** EXTRAIT DU DOCUMENT **

+ + + + +

Les constructeurs qui ne parviennent pas à réduire leurs émissions de gaz à effet de serre risquent de devoir s'acquitter de lourdes amendes auprès de l’Union européenne avec la mise en place du WLTP. Ils pourraient être ainsi redevables de très coquettes sommes dans le cadre d'infractions à la législation européenne sur les émissions. C'est ce qu'il ressort en effet des conclusions d'une étude menée par IHS Markit.
De très lourdes amendes, néfastes pour la santé financière
Une nouvelle analyse d'IHS Markit suggère que les constructeurs automobiles qui ne respectent pas les normes d'émissions de CO2 en vigueur en 2021 pour la flotte de véhicules de tourisme vendus dans l'Union européenne pourraient se voir infliger plus de 14 milliards d'euros (16 milliards de dollars) à cette date.
Les législateurs de l'Union européenne (UE) imposent en effet un nouvel objectif d'émissions de CO2 pour le parc de véhicules de tourisme de 95 g / km, dont la mise en œuvre doit débuter en 2020 pour une mise en application complète en 2021 dans le cadre de la procédure de tests des véhicules légers harmonisée au niveau mondial (WLTP). Les nouvelles flottes de voitures particulières qui ne respectent pas les normes seront passibles d'amendes importantes tant en 2020 qu'en 2021.

+ + + + +

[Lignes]
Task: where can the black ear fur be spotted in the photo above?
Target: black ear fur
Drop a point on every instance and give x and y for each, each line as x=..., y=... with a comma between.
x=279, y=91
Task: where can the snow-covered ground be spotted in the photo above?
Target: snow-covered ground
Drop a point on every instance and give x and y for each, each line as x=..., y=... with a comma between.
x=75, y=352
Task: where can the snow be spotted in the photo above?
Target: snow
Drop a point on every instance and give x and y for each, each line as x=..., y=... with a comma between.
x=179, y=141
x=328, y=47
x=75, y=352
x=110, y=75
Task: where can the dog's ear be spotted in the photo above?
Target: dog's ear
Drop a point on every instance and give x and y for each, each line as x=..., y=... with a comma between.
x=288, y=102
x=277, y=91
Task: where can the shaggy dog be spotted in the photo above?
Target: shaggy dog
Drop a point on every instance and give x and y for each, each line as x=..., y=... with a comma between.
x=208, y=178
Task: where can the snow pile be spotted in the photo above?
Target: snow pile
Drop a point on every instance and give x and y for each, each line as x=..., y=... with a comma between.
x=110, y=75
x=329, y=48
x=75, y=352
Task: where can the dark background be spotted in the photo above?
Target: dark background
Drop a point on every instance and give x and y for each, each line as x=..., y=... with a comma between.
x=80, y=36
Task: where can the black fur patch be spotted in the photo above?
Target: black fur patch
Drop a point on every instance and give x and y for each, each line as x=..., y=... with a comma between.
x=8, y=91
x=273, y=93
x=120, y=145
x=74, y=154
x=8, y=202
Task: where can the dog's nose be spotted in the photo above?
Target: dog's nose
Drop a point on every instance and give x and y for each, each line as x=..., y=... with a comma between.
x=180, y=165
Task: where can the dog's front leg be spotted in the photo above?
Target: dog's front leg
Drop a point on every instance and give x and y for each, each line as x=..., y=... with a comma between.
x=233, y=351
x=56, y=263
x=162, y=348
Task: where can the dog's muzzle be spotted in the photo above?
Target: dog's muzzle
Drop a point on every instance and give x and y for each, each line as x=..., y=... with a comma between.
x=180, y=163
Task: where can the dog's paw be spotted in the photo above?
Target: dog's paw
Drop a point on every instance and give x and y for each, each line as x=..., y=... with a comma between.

+ + + + +

Peux-tu extraire en entier, mot pour mot, le texte sur les amendes européennes liées aux émissions de CO2 ? Les lignes ne servent à rien ici.

Les constructeurs qui ne parviennent pas à réduire leurs émissions de gaz à effet de serre risquent de devoir s'acquitter de lourdes amendes auprès de l’Union européenne avec la mise en place du WLTP. Ils pourraient être ainsi redevables de très coquettes sommes dans le cadre d'infractions à la législation européenne sur les émissions. C'est ce qu'il ressort en effet des conclusions d'une étude menée par IHS Markit.
De très lourdes amendes, néfastes pour la santé financière
Une nouvelle analyse d'IHS Markit suggère que les constructeurs automobiles qui ne respectent pas les normes d'émissions de CO2 en vigueur en 2021 pour la flotte de véhicules de tourisme vendus dans l'Union européenne pourraient se voir infliger plus de 14 milliards d'euros (16 milliards de dollars) à cette date.
Les législateurs de l'Union européenne (UE) imposent en effet un nouvel objectif d'émissions de CO2 pour le parc de véhicules de tourisme de 95 g / km, dont la mise en œuvre doit débuter en 2020 pour une mise en application complète en 2021 dans le cadre de la procédure de tests des véhicules légers harmonisée au niveau mondial (WLTP). Les nouvelles flottes de voitures particulières qui ne respectent pas les normes seront passibles d'amendes importantes tant en 2020 qu'en 2021.